• QUESTÕES DE ESTUDO:
• a. Responda às perguntas com base no texto sobre o diagnóstico da obesidade:
(i) Em que mês e ano foi publicado o novo critério, e em que revista?
(ii) Que duas limitações do IMC são apontadas?
(iii) No inquérito NHANES III, que percentagem das pessoas classificadas como obesas pelo IMC não apresentava qualquer componente da síndrome metabólica?
• b. Reescreva em forma de lista o parágrafo do texto sobre o diagnóstico da obesidade que começa por "Apesar de cientificamente mais robusto", mantendo os factos principais.
• c. Por favor, prossiga o texto sobre o diagnóstico da obesidade a partir do ponto em que termina.

• TEXTO FORNECIDO:
'''
A comunidade científica está a repensar a forma como a obesidade é diagnosticada. Uma comissão de peritos propôs recentemente um novo critério clínico, publicado em janeiro de 2025 na revista The Lancet Diabetes & Endocrinology, com o título “Definition and diagnostic criteria of clinical obesity”. O objetivo é claro: definir com mais precisão a obesidade clínica e melhorar a capacidade de identificar quem está realmente em risco de desenvolver doenças associadas.
Durante décadas, o Índice de Massa Corporal (IMC) foi a principal ferramenta para o diagnóstico da obesidade. No entanto, o IMC tem limitações bem conhecidas: não distingue entre massa gorda e massa magra, nem avalia a distribuição da gordura corporal, considerado um fator chave no risco metabólico.
A nova proposta, baseada numa revisão sistemática da literatura, introduz um conjunto de critérios mais abrangente. Além das medições habituais, incorpora indicadores como a composição corporal, a distribuição da adiposidade, a função metabólica e a presença de comorbilidades. A classificação passa a dividir a obesidade em diferentes graus de gravidade e risco, permitindo personalizar a abordagem clínica e terapêutica e, ao mesmo tempo, combater o estigma social associado ao diagnóstico.
Nem tudo é simples na prática
Apesar de cientificamente mais robusto, o novo modelo levanta alguns desafios. A avaliação completa exige equipamentos específicos, como a absorciometria de dupla energia (DeXA) ou a bioimpedância multifrequência. Estes recursos nem sempre estão disponíveis, especialmente nos cuidados de saúde primários, onde muitas vezes é feito o primeiro contacto com pessoas com obesidade.
Além disso, há um outro dado relevante: embora o IMC seja uma métrica imperfeita, continua a ser útil na prática populacional. Estudos norte-americanos demonstram que a maioria dos indivíduos com IMC elevado confirmam, de facto, níveis elevados de adiposidade. No inquérito NHANES III, por exemplo, apenas 10% das pessoas classificadas como obesas pelo IMC não apresentavam qualquer componente da síndrome metabólica.
'''
[Entradas guardadas]
'''
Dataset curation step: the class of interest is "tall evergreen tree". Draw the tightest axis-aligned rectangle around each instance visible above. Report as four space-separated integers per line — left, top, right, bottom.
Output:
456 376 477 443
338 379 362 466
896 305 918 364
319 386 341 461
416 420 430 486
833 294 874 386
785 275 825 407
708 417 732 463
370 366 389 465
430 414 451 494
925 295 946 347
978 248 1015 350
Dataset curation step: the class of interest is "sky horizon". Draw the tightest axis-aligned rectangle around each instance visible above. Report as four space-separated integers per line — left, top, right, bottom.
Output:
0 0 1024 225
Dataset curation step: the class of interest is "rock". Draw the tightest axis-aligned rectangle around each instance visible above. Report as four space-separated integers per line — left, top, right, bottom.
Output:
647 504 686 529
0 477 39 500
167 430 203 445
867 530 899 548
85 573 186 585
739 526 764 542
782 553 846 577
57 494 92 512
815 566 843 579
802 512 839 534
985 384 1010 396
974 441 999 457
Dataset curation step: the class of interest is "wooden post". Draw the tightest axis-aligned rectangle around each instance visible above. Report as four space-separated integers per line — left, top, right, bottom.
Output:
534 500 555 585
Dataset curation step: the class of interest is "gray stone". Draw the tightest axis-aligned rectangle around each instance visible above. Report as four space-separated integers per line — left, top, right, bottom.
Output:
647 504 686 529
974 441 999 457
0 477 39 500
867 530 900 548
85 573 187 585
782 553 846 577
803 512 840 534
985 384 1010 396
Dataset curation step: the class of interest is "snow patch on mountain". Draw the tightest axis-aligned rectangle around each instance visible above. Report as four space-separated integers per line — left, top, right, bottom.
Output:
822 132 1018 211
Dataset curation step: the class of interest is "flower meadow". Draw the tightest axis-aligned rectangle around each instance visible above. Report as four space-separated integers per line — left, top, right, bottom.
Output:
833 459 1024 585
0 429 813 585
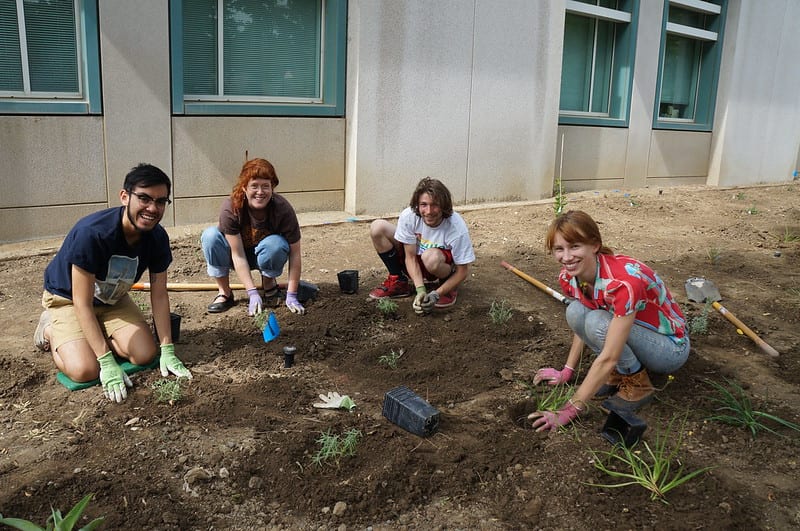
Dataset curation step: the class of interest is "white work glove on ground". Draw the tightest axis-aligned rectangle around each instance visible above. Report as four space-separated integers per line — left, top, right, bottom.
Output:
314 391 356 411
'''
• RESPOSTAS:
• a.
(i) Em janeiro de 2025, na revista The Lancet Diabetes & Endocrinology.
(ii) Não distingue entre massa gorda e massa magra, nem avalia a distribuição da gordura corporal.
(iii) Apenas 10%.

• b.
- O novo modelo é cientificamente mais robusto, mas levanta desafios.
- A avaliação completa exige equipamentos específicos, como a absorciometria de dupla energia (DeXA) ou a bioimpedância multifrequência.
- Estes recursos nem sempre estão disponíveis, sobretudo nos cuidados de saúde primários.
- É nos cuidados de saúde primários que muitas vezes se dá o primeiro contacto com pessoas com obesidade.

• c.
A nova distinção entre obesidade pré-clínica e clínica ainda não tem uma correlação clara com o risco real de desenvolver doenças como diabetes tipo 2 ou doenças cardiovasculares. É possível que ambas as categorias incluam subgrupos com necessidades muito diferentes, o que pode levar tanto ao subdiagnóstico como ao sobrediagnóstico.
Próximos passos: adaptar à realidade e investigar mais
Outro aspeto que requer atenção é a validação dos critérios em diferentes populações, tendo em conta fatores como idade e etnia. A aplicação generalizada do novo modelo exige um trabalho rigoroso de adaptação.
Apesar das limitações, a proposta representa um avanço significativo no debate sobre o diagnóstico da obesidade. Para Marta P. Silvestre, Professora Auxiliar na NOVA Medical School e nutricionista especializada em medicina dos estilos de vida, o novo modelo pode trazer benefícios importantes para a prática clínica. “O objetivo é melhorar a precisão do diagnóstico, otimizar as estratégias de prevenção e tratamento, e promover a saúde e o bem-estar das pessoas com obesidade”, defende.
Enquanto isso, será essencial que os profissionais de saúde — médicos, nutricionistas e outros — saibam interpretar estes novos critérios com bom senso clínico, ajustando-os ao contexto real e às necessidades individuais de cada paciente.